=== Section Start ===

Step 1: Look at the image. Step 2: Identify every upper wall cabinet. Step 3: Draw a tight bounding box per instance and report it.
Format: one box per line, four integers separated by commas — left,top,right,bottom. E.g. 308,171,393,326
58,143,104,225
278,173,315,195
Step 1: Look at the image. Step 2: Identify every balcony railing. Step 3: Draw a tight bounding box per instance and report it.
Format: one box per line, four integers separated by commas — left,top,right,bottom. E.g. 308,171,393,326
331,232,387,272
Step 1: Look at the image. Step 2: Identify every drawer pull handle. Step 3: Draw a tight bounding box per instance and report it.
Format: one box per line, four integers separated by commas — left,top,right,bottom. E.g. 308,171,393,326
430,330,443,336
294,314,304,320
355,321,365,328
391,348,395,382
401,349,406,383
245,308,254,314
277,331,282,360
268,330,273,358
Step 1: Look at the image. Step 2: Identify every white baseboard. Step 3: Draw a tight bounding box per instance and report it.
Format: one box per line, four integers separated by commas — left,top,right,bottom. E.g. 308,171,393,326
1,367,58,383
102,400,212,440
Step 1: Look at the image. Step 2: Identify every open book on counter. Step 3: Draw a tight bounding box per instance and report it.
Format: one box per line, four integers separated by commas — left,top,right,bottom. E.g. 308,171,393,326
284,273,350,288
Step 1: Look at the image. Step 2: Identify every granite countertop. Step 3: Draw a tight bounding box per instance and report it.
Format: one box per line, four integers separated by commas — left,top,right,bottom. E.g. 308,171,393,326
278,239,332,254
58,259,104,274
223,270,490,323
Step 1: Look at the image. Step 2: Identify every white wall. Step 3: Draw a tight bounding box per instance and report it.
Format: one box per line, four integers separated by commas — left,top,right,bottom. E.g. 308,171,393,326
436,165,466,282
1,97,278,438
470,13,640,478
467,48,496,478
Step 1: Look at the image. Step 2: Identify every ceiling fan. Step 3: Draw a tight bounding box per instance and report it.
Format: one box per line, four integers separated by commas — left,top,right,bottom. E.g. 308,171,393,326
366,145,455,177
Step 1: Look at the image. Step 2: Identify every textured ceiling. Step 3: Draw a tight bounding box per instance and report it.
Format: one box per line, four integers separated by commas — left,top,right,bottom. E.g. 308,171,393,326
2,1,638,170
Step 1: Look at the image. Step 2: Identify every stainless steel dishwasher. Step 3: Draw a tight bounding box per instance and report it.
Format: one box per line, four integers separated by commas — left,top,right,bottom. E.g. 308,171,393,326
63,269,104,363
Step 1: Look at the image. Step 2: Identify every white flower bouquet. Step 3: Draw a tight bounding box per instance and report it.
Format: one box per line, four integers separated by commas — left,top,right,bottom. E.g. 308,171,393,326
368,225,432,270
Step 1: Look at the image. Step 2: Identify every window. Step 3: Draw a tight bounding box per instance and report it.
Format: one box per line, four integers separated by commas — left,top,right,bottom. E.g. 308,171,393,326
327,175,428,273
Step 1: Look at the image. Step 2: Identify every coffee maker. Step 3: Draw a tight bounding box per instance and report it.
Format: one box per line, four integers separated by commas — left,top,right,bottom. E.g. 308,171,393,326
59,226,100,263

=== Section End ===

**Problem requirements:** No lines before the one containing "Step 1: Look at the image. Step 2: Identify every stainless" belong in the answer; write out that line and each one after it exactly, through the end of the records.

**Answer to this task:**
Step 1: Look at the image. Step 2: Identify every stainless steel dishwasher. Step 3: Draw a tight bounding box per instance and report it.
Format: one box per line, four integers separated by commas — left,top,right,bottom. E.g. 308,171,393,326
63,269,104,363
Step 1: Look at the image. Step 2: Identify every white flower bouquet. Step 3: Draw a tight bounding box per instance and report it.
Format: one box per line, four integers separated by commas — left,top,right,bottom. E.g. 308,171,393,326
368,225,432,270
Step 1: Look at the image. Step 2: Identify every window. Step 3: Draw a tight bounding box per instance and report it.
Format: one box per line, four integers separated by commas — left,top,right,bottom. E.g. 308,171,393,326
327,175,428,273
Step 1: Look at the image. Step 2: Identify every coffee maker. Step 3: Draw a tight bounding box per instance and report it.
Format: one box per line, four integers separated by commas — left,top,right,bottom. E.g. 308,171,393,326
59,226,100,263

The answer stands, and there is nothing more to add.